#### [Task statement]
Line by line, retype the material exactly and leave each picture out.

----

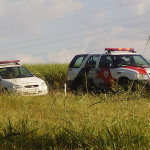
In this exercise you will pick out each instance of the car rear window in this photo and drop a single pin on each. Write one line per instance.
(77, 61)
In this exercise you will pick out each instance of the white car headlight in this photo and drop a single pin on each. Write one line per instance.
(43, 84)
(17, 86)
(142, 76)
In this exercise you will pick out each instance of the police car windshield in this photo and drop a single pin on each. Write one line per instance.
(130, 60)
(14, 72)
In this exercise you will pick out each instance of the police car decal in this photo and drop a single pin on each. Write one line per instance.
(138, 69)
(105, 75)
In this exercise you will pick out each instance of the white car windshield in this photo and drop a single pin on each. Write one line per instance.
(14, 72)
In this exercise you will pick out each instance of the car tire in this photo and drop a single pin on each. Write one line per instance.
(80, 89)
(125, 84)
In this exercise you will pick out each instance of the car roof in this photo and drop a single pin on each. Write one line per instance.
(8, 65)
(113, 53)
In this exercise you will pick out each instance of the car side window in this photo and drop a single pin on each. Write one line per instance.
(105, 61)
(91, 62)
(77, 61)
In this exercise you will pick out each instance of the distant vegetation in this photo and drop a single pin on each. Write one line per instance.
(55, 121)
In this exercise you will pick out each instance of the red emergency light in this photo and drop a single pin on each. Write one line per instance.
(12, 61)
(120, 49)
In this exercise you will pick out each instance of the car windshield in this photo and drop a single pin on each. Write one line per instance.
(130, 60)
(14, 72)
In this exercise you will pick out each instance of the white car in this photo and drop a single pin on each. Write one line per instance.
(16, 79)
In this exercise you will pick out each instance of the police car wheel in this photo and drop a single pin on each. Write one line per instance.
(80, 89)
(125, 84)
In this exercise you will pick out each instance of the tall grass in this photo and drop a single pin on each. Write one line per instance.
(55, 121)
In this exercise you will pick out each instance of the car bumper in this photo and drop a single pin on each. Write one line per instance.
(30, 92)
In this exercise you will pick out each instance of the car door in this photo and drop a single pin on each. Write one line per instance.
(90, 68)
(104, 78)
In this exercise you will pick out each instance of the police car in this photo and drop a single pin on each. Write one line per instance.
(117, 66)
(15, 78)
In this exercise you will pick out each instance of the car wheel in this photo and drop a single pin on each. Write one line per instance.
(125, 84)
(80, 90)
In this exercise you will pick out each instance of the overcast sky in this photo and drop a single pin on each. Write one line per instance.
(54, 31)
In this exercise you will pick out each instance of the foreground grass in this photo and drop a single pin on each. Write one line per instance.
(55, 121)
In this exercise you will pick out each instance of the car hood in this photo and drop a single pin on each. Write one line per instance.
(140, 70)
(25, 81)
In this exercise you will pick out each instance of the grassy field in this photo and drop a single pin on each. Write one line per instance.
(55, 121)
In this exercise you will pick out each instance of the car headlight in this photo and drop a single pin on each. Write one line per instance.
(43, 84)
(17, 86)
(142, 76)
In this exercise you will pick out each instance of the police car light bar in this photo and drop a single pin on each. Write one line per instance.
(120, 49)
(12, 61)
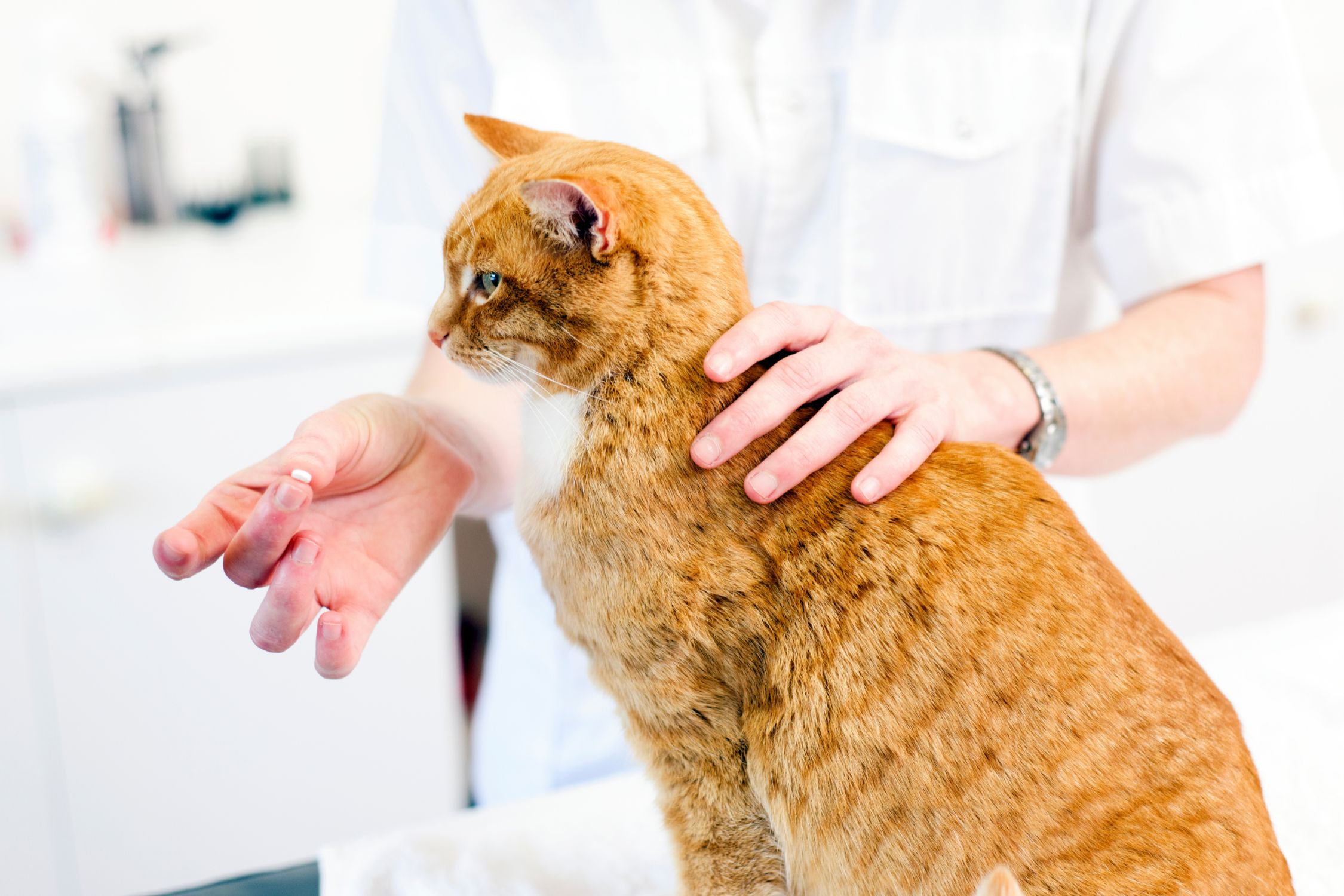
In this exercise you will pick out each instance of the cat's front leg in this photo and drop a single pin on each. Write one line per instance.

----

#### [Result below]
In this exercise you will pick out each instance of the car rear window in this photo and drop a single pin on each. Write one line per instance.
(77, 61)
In this exercise you will pick out each instance of the white car headlight in this photo and drop a single pin on each. Write one line per instance.
(43, 84)
(17, 86)
(142, 76)
In this exercise you will pick out each instance of the police car windshield in this photo and drop a single pin on each. Write one line per instance.
(130, 60)
(14, 72)
In this exercise you will pick out each instance of the police car decal in this photo and drop a single pin on each. Write one line per instance.
(138, 69)
(105, 75)
In this exercise you will pick out each instance of the white car windshield in this photo and drop a single pin on each. Write one line per instance.
(14, 72)
In this exercise you will pick out each instance of the car tire in this photo and drop a single pin on each. Write one line per instance.
(80, 89)
(125, 84)
In this exercise you will pick out each instance of the car roof in this photo and drop a single pin on each. Write one line per instance.
(8, 65)
(113, 53)
In this exercise you will pick out each instance of the car side window in this photo and drop a single pin on each. Write one line per instance.
(105, 61)
(91, 62)
(77, 61)
In this exercise you will pick out each instance of the distant vegetation in this photo and drop a single pin on each. Write one line per instance.
(55, 121)
In this exercise you will pick out each instance of the red emergency light in this photo and drop a single pin on each. Write one line per instance.
(12, 61)
(120, 49)
In this exercise you will pick out each instance of the car windshield in this photo and drop a single pin on each. Write one line per instance.
(130, 60)
(14, 72)
In this exercise you will pick out each instance of the white car in this photo and drop a single pin on each. Write one line per instance.
(16, 79)
In this exercise you will pick out each instance of the police car wheel in this photo and drop a single pin on each. Write one line per instance.
(80, 89)
(125, 84)
In this exercise you will pick out each instance of the tall grass in this photo and drop a single pin on each. Write one line per instance.
(55, 121)
In this exercise you will pick out each instance of the car bumper in this photo and drop a single pin on each. Write one line per instance.
(30, 92)
In this exercise you will pick out each instance of the car door in this photo and drop a single pin on each. Write one line per instance.
(90, 68)
(104, 78)
In this exercise you will pick out each instance of the police car in this photo and drop a single pin on each. Write one line per instance.
(117, 66)
(15, 78)
In this exercise you will pick out each instance of the car wheel in this photo and drop a single pin on each. Write one line per instance.
(125, 84)
(80, 90)
In this exercise you will pick out each instance of the overcast sky in this photo and drop a single pin on each. Write one line per instance.
(54, 31)
In this exercise you will pick out each instance of the foreground grass in this photo and drop a single pin on each. Write one line per instance.
(55, 121)
In this exercise you will pick out each instance of the car hood in this photo and drop a single pin on each. Write one line per instance.
(140, 70)
(25, 81)
In this exercise you will pick out each instance of the grassy field in this photo and drop a single pin on each. Write one line per instance.
(55, 121)
In this exercise you will pick out each instance of the car headlight in this photo and drop a single pin on each. Write one line per instance.
(43, 84)
(17, 86)
(142, 76)
In this exercise you will pick out each instance of the police car light bar in this photo and drop a single pin on each. Write one line per instance.
(120, 49)
(12, 61)
In this exercise you will pick out each instance of the cat's front leg in this photo and drop a single pin on each. Write one line per instance.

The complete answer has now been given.